▶ [TASK]: Repeat the entire listing exactly as written.

▶ [Collection entries]:
= = =
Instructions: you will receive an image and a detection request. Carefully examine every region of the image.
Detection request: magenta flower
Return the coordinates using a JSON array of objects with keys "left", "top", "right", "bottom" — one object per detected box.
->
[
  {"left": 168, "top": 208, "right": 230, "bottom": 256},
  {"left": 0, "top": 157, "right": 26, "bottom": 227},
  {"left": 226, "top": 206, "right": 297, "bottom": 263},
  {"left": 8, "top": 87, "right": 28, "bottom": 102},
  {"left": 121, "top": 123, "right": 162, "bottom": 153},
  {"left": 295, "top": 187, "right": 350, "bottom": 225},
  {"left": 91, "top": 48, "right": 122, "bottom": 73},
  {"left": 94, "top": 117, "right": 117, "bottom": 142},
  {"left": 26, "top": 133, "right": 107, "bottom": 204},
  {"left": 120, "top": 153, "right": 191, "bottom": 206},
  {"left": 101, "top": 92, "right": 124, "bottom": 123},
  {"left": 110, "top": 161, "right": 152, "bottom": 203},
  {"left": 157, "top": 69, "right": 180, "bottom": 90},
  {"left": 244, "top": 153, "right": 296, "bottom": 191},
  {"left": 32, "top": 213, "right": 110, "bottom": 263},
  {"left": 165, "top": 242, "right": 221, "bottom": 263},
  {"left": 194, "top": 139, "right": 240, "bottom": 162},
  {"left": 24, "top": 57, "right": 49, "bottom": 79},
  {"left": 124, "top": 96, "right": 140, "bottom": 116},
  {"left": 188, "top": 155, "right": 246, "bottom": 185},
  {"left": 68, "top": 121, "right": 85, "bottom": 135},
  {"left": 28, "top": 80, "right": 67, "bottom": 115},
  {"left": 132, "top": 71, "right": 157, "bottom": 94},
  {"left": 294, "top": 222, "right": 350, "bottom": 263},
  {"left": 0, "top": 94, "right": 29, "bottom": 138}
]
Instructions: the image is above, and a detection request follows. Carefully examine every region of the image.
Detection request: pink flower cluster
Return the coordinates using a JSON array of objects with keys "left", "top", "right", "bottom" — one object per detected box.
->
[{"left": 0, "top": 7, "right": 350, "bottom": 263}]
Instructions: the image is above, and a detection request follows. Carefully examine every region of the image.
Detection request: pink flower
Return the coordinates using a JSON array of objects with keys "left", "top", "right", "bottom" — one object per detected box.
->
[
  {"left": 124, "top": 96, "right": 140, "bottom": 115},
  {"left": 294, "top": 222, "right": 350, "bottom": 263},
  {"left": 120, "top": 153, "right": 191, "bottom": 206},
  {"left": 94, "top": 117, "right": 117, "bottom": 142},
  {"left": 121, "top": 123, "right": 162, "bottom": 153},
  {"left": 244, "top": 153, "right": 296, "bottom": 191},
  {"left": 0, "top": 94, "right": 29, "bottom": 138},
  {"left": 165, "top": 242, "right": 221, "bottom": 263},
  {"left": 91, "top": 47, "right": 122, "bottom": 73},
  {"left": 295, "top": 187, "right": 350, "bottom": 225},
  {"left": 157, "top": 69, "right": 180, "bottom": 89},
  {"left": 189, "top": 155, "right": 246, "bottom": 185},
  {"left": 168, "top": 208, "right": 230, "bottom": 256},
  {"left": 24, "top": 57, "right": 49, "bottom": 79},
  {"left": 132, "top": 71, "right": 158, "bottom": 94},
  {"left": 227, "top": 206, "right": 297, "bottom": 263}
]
= = =
▶ [RESULT]:
Instructions: you will receive an image and a detection request. Carefully examine every region of the image.
Detection request: magenta flower
Return the coordinates using a JSON array of objects with keys "left", "top", "right", "bottom" — one object per detected box.
->
[
  {"left": 168, "top": 208, "right": 230, "bottom": 256},
  {"left": 0, "top": 157, "right": 26, "bottom": 227},
  {"left": 226, "top": 206, "right": 297, "bottom": 263},
  {"left": 8, "top": 87, "right": 28, "bottom": 102},
  {"left": 121, "top": 123, "right": 162, "bottom": 153},
  {"left": 295, "top": 187, "right": 350, "bottom": 225},
  {"left": 91, "top": 48, "right": 122, "bottom": 73},
  {"left": 94, "top": 117, "right": 117, "bottom": 142},
  {"left": 26, "top": 133, "right": 107, "bottom": 204},
  {"left": 120, "top": 153, "right": 191, "bottom": 206},
  {"left": 101, "top": 92, "right": 124, "bottom": 123},
  {"left": 110, "top": 161, "right": 152, "bottom": 203},
  {"left": 157, "top": 69, "right": 180, "bottom": 90},
  {"left": 244, "top": 153, "right": 296, "bottom": 191},
  {"left": 32, "top": 213, "right": 110, "bottom": 263},
  {"left": 165, "top": 242, "right": 221, "bottom": 263},
  {"left": 194, "top": 139, "right": 240, "bottom": 162},
  {"left": 24, "top": 57, "right": 49, "bottom": 79},
  {"left": 124, "top": 96, "right": 140, "bottom": 116},
  {"left": 188, "top": 155, "right": 246, "bottom": 185},
  {"left": 68, "top": 121, "right": 85, "bottom": 135},
  {"left": 28, "top": 80, "right": 67, "bottom": 115},
  {"left": 132, "top": 71, "right": 157, "bottom": 94},
  {"left": 294, "top": 222, "right": 350, "bottom": 263},
  {"left": 0, "top": 94, "right": 29, "bottom": 138}
]
Instructions: the image is above, and a detection request follows. Carefully examine every region of the image.
Detection request: pink flower cluster
Return the coordinates using a JSON array of objects with keys "left", "top", "right", "bottom" — one object per detected box.
->
[{"left": 0, "top": 7, "right": 350, "bottom": 263}]
Instructions: the image is above, and a detection request follows. Carefully examine every region of the image.
Detection request: pink flower
Return the coordinates using a JSON array of objects with keys "left", "top", "right", "bottom" — one object per detected box.
->
[
  {"left": 124, "top": 96, "right": 140, "bottom": 115},
  {"left": 294, "top": 222, "right": 350, "bottom": 263},
  {"left": 120, "top": 153, "right": 191, "bottom": 206},
  {"left": 94, "top": 117, "right": 117, "bottom": 142},
  {"left": 121, "top": 123, "right": 162, "bottom": 153},
  {"left": 244, "top": 153, "right": 296, "bottom": 191},
  {"left": 0, "top": 94, "right": 29, "bottom": 138},
  {"left": 165, "top": 242, "right": 221, "bottom": 263},
  {"left": 91, "top": 47, "right": 122, "bottom": 73},
  {"left": 295, "top": 187, "right": 350, "bottom": 225},
  {"left": 157, "top": 69, "right": 180, "bottom": 89},
  {"left": 189, "top": 155, "right": 246, "bottom": 185},
  {"left": 168, "top": 208, "right": 230, "bottom": 256},
  {"left": 24, "top": 57, "right": 49, "bottom": 79},
  {"left": 132, "top": 71, "right": 158, "bottom": 94},
  {"left": 227, "top": 206, "right": 297, "bottom": 263}
]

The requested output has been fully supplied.